_YOUR TASK_
Find the line containing "Would you kindly point at the alloy" in the material below, then please transcribe it and each line after it exactly, without the pictures.

====================

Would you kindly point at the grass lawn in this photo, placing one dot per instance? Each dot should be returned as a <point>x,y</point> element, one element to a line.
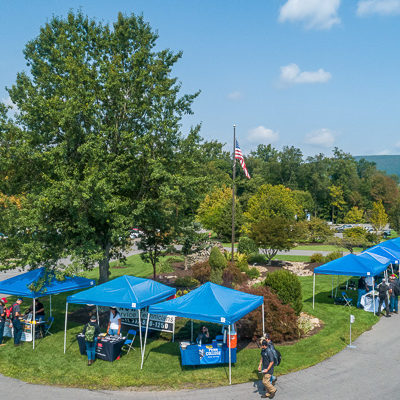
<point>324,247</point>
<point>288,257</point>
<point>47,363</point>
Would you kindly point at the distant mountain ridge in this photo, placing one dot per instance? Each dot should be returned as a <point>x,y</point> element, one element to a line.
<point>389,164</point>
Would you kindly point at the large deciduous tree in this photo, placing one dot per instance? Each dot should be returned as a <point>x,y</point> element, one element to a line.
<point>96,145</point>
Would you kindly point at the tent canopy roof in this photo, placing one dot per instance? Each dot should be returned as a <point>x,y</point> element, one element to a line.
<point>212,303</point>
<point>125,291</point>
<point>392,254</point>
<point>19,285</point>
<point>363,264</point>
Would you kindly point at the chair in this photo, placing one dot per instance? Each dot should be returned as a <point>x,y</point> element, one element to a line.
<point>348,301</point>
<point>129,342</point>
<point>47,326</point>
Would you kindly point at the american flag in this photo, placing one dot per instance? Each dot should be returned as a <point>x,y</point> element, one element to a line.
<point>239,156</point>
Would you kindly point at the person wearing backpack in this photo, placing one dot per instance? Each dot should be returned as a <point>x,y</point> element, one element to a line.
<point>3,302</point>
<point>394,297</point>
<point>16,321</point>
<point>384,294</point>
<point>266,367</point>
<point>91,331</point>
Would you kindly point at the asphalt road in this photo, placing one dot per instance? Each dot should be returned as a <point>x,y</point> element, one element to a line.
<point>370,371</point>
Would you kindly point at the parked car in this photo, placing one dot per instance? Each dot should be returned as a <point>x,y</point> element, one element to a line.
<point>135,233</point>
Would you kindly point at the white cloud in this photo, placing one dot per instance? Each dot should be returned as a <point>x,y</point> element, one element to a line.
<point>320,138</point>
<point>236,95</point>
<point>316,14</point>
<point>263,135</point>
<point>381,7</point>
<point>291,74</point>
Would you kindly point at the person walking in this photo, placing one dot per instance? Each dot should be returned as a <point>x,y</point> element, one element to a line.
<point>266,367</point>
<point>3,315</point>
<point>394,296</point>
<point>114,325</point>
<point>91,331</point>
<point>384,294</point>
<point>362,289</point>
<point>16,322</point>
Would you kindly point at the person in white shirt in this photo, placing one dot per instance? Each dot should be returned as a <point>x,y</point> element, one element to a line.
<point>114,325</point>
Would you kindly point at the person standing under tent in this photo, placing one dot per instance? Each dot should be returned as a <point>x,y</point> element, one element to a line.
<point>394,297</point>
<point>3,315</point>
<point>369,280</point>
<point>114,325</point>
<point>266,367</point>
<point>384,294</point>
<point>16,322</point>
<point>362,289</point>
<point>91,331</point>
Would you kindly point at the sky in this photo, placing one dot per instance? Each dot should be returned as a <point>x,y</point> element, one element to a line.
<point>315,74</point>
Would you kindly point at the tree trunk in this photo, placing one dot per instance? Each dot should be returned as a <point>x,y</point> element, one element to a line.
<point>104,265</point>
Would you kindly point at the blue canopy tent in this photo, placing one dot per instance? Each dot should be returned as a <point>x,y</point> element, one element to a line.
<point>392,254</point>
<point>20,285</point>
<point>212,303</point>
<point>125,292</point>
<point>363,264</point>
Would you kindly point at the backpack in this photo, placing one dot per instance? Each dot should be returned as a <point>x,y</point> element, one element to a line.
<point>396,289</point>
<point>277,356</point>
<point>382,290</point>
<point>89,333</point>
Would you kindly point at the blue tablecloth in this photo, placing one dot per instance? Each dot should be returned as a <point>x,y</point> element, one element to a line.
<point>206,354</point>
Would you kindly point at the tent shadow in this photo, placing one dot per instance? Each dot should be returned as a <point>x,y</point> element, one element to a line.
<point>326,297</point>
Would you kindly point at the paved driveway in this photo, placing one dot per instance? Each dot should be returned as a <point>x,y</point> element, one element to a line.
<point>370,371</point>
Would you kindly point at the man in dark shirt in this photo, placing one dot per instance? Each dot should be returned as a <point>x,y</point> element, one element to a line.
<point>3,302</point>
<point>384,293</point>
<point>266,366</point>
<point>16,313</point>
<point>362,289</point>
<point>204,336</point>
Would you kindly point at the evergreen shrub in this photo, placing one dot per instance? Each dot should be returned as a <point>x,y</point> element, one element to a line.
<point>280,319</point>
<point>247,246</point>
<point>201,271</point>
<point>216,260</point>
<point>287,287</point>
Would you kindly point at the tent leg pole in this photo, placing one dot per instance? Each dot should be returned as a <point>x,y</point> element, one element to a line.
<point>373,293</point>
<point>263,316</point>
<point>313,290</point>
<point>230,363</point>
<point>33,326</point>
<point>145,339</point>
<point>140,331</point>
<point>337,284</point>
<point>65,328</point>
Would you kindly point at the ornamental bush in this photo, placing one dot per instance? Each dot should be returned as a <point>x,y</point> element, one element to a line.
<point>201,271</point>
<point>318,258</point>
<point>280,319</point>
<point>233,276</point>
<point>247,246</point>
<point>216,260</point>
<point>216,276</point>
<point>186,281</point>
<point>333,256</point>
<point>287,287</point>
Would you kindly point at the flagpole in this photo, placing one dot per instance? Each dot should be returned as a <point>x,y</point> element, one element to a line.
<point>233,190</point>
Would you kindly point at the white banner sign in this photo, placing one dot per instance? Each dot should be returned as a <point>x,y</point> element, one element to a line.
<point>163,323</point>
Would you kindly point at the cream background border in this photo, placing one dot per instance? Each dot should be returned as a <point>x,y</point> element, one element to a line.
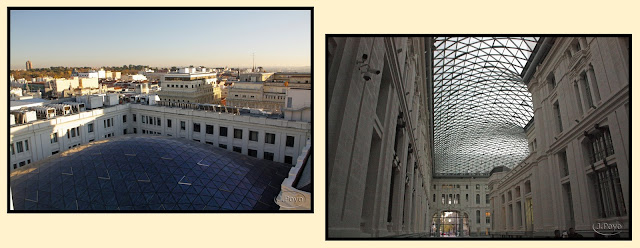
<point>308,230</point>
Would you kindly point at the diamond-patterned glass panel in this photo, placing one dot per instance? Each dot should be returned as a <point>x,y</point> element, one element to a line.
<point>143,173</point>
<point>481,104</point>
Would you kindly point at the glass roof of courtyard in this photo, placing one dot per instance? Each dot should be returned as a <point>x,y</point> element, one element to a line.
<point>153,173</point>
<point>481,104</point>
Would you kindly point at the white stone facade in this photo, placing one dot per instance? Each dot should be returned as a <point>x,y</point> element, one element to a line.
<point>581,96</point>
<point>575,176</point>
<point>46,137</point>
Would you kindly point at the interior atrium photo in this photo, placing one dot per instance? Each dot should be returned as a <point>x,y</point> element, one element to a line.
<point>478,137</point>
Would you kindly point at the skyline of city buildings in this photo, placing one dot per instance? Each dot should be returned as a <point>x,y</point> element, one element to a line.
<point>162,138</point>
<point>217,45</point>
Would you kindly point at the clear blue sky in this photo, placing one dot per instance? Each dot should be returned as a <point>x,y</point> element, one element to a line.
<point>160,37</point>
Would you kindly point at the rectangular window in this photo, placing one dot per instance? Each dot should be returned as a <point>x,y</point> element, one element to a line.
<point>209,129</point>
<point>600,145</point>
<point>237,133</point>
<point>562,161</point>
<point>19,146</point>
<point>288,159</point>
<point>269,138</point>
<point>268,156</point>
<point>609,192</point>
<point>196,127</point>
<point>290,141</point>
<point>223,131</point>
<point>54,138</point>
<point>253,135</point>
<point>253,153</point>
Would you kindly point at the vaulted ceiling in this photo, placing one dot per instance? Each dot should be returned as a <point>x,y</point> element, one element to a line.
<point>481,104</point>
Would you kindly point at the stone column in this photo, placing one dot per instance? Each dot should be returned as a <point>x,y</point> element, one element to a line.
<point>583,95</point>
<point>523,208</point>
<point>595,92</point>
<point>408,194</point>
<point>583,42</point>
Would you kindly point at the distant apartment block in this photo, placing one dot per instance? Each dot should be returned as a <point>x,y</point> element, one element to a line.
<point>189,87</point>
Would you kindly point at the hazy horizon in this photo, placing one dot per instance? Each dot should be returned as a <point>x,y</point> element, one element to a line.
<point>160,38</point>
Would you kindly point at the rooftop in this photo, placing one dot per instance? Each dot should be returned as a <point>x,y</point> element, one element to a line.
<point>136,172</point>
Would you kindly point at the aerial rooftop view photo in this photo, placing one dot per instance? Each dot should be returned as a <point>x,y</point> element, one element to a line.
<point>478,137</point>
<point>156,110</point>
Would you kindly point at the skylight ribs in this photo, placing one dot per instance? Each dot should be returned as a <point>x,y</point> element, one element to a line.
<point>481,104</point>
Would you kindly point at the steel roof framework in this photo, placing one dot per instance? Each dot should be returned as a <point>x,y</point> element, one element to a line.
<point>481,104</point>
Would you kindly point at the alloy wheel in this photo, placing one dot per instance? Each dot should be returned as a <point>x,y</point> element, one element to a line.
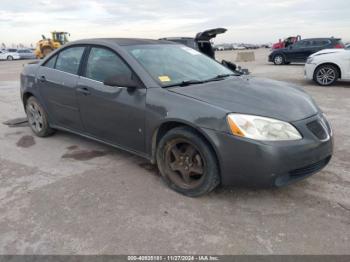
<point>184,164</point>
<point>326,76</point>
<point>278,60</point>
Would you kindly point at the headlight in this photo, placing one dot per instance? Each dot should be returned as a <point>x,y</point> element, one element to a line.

====================

_OUTPUT FOR THIS EXERCISE_
Would you kindly point at the alloy wheel in this photo, placing one dot per instance? Each dot should be returned as a <point>x,y</point> element, one element to a line.
<point>184,164</point>
<point>326,76</point>
<point>278,60</point>
Would you kindly point at the headlight in this photo, placing one dot per instance? Each dot should be returned as a <point>x,y</point> element, one element to a line.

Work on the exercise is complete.